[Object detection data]
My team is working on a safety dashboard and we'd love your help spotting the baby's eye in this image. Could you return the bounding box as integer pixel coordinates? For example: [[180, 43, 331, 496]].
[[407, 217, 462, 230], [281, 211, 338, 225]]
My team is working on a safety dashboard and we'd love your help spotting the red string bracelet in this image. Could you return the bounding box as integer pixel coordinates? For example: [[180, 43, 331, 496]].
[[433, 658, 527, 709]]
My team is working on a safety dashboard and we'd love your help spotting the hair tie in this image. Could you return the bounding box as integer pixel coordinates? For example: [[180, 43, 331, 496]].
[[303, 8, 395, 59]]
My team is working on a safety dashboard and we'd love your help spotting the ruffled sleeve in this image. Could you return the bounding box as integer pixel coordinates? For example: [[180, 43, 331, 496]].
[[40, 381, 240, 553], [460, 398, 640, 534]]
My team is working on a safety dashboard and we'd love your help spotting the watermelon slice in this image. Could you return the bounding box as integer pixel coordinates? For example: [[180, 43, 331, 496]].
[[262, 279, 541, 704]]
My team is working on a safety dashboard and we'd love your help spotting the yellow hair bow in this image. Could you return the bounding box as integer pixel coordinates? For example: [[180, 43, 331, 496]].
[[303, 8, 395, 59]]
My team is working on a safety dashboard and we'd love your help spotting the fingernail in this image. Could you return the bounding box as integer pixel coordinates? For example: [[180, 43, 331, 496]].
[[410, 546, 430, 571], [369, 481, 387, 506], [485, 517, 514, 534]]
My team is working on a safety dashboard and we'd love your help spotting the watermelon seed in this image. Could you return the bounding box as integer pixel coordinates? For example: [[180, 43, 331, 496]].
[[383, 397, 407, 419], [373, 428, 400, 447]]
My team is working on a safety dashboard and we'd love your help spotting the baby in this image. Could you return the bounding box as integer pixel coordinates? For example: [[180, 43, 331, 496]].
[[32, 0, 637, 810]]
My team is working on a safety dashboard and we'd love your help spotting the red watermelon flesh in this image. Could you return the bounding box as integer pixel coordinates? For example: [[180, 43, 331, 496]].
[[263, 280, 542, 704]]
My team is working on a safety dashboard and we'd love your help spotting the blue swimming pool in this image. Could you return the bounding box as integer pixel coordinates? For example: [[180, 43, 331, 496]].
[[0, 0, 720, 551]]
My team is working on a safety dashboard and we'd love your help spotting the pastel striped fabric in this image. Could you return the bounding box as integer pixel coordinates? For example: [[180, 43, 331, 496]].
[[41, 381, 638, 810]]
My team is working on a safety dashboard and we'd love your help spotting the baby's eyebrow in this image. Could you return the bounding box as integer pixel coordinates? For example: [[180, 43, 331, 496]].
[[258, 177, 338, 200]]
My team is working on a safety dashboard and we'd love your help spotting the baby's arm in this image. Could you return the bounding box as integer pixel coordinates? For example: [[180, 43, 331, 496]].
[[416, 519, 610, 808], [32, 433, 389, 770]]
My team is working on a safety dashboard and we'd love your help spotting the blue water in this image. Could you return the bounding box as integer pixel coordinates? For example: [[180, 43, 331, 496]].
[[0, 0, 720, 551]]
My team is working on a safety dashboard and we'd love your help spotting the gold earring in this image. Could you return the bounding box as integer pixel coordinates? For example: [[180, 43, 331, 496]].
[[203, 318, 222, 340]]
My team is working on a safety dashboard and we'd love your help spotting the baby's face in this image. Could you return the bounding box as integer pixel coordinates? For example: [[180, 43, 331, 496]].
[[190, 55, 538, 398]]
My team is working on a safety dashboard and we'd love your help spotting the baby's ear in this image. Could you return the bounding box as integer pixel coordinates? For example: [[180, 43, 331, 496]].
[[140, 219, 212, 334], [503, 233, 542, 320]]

## Goal of the exercise
Copy the records word for word, starting at the line that contains "the baby's ear" and ending with the last line of the records.

## Solution to this task
My team is working on a safety dashboard and we'd love your help spotting the baby's ear in this image. Could you return the bounding box as integer pixel coordinates? For example: [[180, 43, 331, 496]].
[[140, 219, 212, 334], [503, 233, 542, 320]]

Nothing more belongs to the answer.